= What to do =
1. What new metric does the SEAndroid policy passage propose for representing policy rules?
2. Render this sentence from the SEAndroid policy passage in Spanish: "The rationale here is that we noticed the definitions of attributes may vary across devices but the specified types remain stable."

= Provided passage =
Definition 1 (SEAndroid Policy Rule) The policy rule in Android can be represented as a six tuple $(Op,\mathcal{D},\mathcal{T},\mathcal{C},\mathcal{P},Attr)$ , where $Op$ indicates allow or neverallow, $\mathcal{D}$ is the set of domains, $\mathcal{T}$ is the set of component type, $\mathcal{P}$ presents all pre-defined permissions, and $Attr$ is a subset of domains $\mathcal{D}$ or types $\mathcal{T}$ . As such, $Attr~{}\subset~{}\mathcal{D}\cup\mathcal{T}$ .

Intuitively, a rule can be represented as $r=\langle op,d|attr,t|attr,c,\{p_{i}\}\rangle$ , where $op\in Op$ , $d\in\mathcal{D}$ , $t\in\mathcal{T}$ , $c\in\mathcal{C}$ , $p_{i}\in\mathcal{P}$ . Additionally, $attr$ refers to a set of domains or types. Although $attr$ can ease policy writing, it raises the difficulty of policy validation and analysis due to policy diversity (Section 2.2). To this end, we propose “atomic rule” as the new metric for representing policy rules. The rationale here is that we noticed the definitions of attributes may vary across devices but the specified types remain stable. Specifically, atomic rule can be defined as:

Definition 2 (Atomic Rule) It is a concrete instance of policy rule and can be represented as $r_{a}=\langle d,t,c,p\rangle$ . Let $\phi$ be a permission identifier where $\phi(r_{a})\in\{allow,neverallow\}$ . This rule specifies only one permitted or forbidden behavior of a certain domain toward a single target. So it is irreducible, that is, cannot be further decomposed into finer-grained rules.

Position identification records:
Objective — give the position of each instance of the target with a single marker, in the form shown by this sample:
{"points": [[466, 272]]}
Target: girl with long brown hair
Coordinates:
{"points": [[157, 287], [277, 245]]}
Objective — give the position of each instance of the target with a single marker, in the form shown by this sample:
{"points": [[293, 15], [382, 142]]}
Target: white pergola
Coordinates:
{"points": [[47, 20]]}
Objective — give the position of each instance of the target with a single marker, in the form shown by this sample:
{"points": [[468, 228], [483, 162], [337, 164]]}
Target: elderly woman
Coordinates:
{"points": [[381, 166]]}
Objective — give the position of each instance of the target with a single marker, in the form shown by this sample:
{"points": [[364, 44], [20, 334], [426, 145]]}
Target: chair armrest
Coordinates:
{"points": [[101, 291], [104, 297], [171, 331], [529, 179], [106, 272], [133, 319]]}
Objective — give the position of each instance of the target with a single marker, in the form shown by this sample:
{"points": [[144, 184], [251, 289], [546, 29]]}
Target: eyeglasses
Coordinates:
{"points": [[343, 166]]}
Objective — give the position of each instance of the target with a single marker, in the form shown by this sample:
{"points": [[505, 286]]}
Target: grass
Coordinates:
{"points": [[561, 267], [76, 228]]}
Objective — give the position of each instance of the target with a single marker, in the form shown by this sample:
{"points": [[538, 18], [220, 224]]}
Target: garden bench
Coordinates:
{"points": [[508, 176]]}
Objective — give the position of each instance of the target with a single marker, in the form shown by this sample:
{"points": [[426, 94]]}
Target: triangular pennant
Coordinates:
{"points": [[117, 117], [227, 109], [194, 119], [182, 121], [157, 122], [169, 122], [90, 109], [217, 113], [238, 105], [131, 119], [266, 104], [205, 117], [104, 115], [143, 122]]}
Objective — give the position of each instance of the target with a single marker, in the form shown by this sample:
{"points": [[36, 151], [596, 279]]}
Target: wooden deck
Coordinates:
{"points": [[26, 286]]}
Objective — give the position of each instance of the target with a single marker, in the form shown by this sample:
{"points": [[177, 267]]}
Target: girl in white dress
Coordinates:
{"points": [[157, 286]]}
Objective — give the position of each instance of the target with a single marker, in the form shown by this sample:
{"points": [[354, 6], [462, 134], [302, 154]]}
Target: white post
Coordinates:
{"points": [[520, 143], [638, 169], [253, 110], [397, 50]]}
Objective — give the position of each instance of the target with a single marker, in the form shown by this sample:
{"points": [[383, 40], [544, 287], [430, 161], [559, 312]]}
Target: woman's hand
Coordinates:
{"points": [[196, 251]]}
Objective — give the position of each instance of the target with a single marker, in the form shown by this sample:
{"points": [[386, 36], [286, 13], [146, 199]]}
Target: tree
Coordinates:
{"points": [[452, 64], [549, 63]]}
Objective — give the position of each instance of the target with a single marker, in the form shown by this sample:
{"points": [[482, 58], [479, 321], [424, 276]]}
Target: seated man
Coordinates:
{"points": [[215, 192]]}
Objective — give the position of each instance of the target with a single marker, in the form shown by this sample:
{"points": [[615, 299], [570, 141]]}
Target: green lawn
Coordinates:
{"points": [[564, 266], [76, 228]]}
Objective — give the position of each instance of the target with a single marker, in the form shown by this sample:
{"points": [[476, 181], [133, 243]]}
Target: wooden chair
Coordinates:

= Worked solutions =
1. The atomic rule.

2. La razón de ello es que observamos que las definiciones de los atributos pueden variar entre dispositivos, pero los tipos especificados se mantienen estables.